Ummmm, no.. 617 boat....
Cutest words, to slip by the group censor, as I recall, made ref to someone's "blue veined throbber..."
4/27/2010 3:26 PM
Was in a wedding right after New Year's Day in 1986. Struck up a little bit of romance with one of the bride's maids. She was headed off to Communist China to teach English. So, I sent her some family grams to send back to me while I was on patrol on the USS Michigan Blue.
Amusingly, no one at Group 9 or Squadron 17 ever asked me why I was getting grams postmarked from China.
Dave, the nuke (with cancer) from St. Louis
4/27/2010 7:22 PM
Don't have any memorable family grams that I recall but I do remember one clueless TM who knocked on the door to radio and commenced to hand over his family grams to send back home.
The COB and CO decided it was time to have him dress out for the mail buoy.
4/27/2010 7:42 PM
On my first deployment in the early 1980s my boat had gone a while without receiving any family grams. The crew was not happy. The CO sent a Pfor to the Commodore that simply read "Family Grams WTF (spelled out), over BT". We had family grams on the next trip to pd.
This same CO sent another Pfor when we were scheduled to go to Yoko that simply stated "prefer San Miguel to Kiren", but those stories are reserved for another day. PS. We went to Subic instead.
4/27/2010 7:47 PM
Last patrol in 2006, e-mail was great. Quickly found out that not only can e-mail be read coming in but also going out.
Great insight into what CO/XO thought about each other and what CO thought about his wardroom...the Engineer never had a chance!

**WORK REQUIRED**: List every date-and-time stamp that appears in the text above about family grams.

**SUPPLIED RECORDS**:
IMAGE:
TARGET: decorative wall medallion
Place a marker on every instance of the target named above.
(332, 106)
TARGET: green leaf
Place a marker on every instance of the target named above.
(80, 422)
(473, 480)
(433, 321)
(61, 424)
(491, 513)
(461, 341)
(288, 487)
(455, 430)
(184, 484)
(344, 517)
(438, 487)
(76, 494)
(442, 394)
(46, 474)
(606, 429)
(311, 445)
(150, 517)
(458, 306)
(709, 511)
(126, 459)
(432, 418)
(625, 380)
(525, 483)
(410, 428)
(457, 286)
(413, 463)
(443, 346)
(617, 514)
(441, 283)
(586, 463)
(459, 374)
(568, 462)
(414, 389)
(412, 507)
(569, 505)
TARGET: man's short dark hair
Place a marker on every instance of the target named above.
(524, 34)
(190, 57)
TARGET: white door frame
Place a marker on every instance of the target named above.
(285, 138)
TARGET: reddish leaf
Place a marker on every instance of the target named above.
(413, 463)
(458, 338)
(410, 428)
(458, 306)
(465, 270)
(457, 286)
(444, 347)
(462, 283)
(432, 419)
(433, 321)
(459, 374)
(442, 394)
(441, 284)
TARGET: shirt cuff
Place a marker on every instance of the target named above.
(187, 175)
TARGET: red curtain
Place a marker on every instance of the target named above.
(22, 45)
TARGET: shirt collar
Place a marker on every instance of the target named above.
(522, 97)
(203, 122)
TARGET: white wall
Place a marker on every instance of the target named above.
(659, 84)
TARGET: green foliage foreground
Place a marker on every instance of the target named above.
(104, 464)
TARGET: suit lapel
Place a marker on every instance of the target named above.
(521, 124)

==

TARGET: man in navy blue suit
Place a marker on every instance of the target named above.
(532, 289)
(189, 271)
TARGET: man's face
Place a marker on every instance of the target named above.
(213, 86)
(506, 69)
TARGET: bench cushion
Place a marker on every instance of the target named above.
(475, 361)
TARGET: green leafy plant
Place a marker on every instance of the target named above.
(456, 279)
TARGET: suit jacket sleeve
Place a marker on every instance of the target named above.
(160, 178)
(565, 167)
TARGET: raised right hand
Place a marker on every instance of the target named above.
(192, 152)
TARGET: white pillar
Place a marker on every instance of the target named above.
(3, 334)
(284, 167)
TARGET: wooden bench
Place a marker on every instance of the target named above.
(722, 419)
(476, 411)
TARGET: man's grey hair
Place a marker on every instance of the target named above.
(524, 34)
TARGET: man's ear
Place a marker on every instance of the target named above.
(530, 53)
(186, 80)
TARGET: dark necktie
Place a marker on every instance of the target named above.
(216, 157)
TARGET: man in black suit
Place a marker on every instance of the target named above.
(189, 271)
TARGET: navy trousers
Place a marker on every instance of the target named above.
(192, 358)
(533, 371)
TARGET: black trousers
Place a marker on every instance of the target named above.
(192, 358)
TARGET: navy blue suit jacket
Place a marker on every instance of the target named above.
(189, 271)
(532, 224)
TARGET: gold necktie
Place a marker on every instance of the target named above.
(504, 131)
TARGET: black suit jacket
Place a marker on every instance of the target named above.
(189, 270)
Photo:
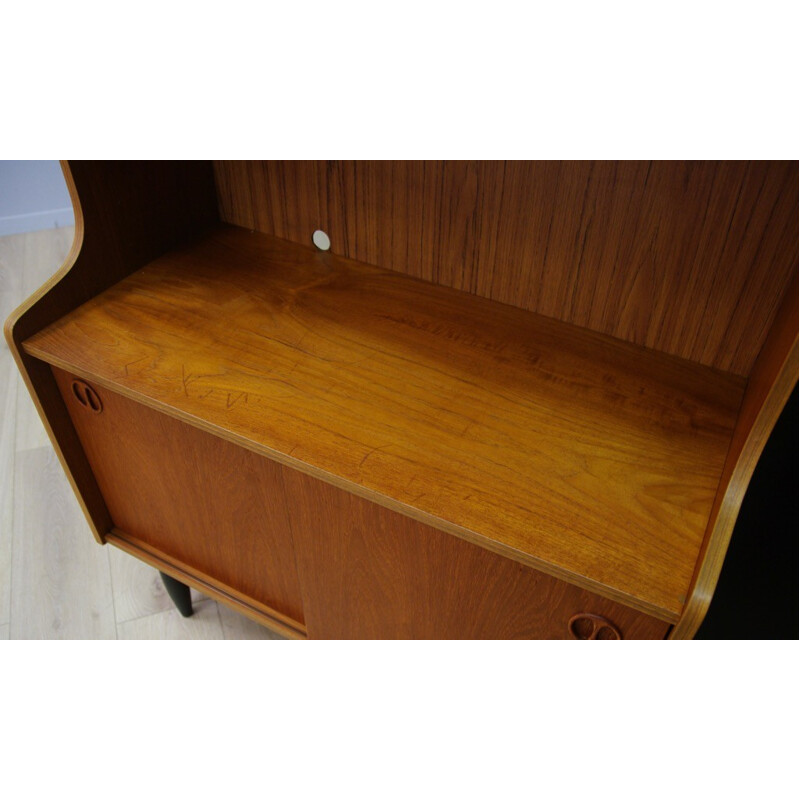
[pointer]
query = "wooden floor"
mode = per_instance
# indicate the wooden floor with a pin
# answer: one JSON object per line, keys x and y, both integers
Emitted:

**REPLY TO THE TASK**:
4/27/2010 3:26 PM
4/27/2010 7:22 PM
4/27/2010 7:42 PM
4/27/2010 7:47 PM